- **WHAT IS EXPECTED**
Tally the lines of the data below that contain the string "every". Give the tally and nothing else.

- **Saved data entries**
▬▬▬▬▬▬▬▬▬▬

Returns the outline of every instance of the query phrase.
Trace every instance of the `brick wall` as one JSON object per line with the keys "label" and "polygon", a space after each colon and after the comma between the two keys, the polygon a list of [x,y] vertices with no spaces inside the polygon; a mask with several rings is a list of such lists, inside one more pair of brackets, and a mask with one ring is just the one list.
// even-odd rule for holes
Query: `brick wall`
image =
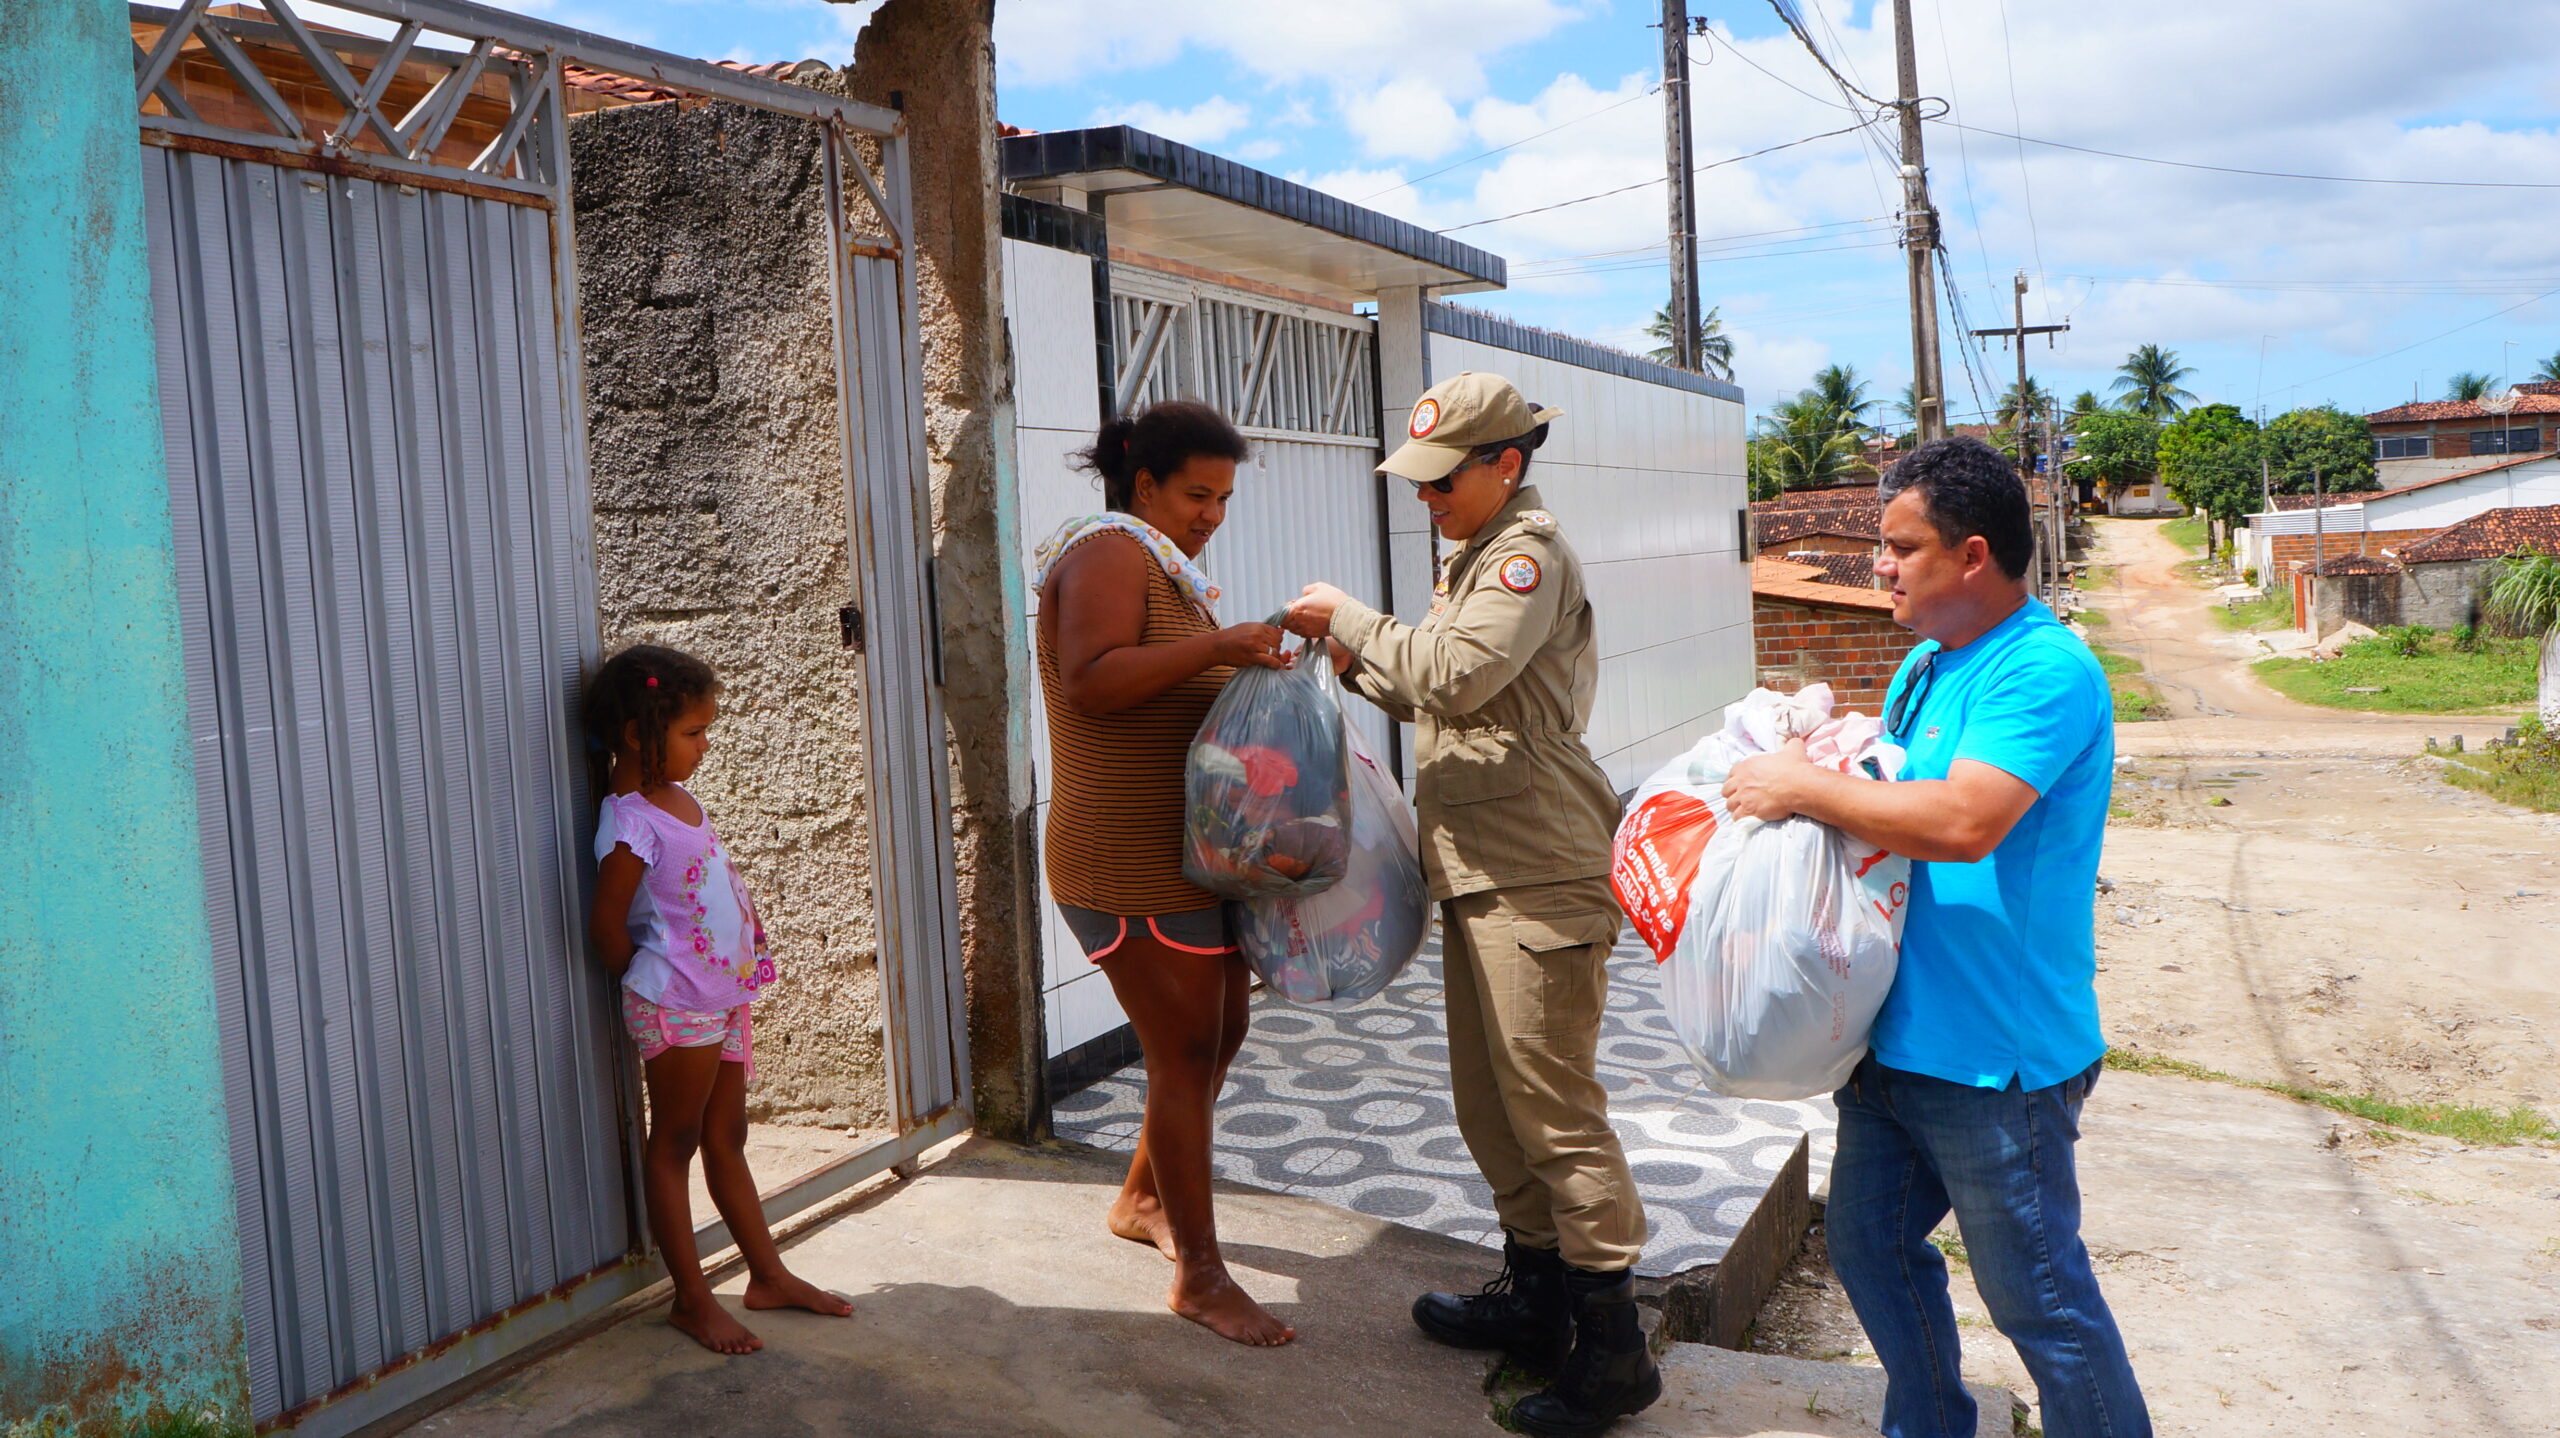
{"label": "brick wall", "polygon": [[1884,694],[1903,656],[1919,643],[1890,615],[1851,609],[1754,601],[1751,638],[1759,682],[1787,692],[1831,686],[1843,709],[1884,710]]}
{"label": "brick wall", "polygon": [[1760,546],[1762,554],[1784,559],[1790,554],[1873,554],[1872,539],[1852,539],[1845,534],[1805,534],[1794,539],[1772,540]]}
{"label": "brick wall", "polygon": [[[2335,559],[2341,554],[2379,554],[2386,549],[2415,544],[2436,532],[2433,529],[2377,529],[2370,534],[2332,533],[2322,541],[2320,553],[2326,559]],[[2297,559],[2309,564],[2312,539],[2313,536],[2308,534],[2271,536],[2267,543],[2274,550],[2276,569],[2281,572]]]}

▬▬▬▬▬▬▬▬▬▬

- **YOUR RESPONSE**
2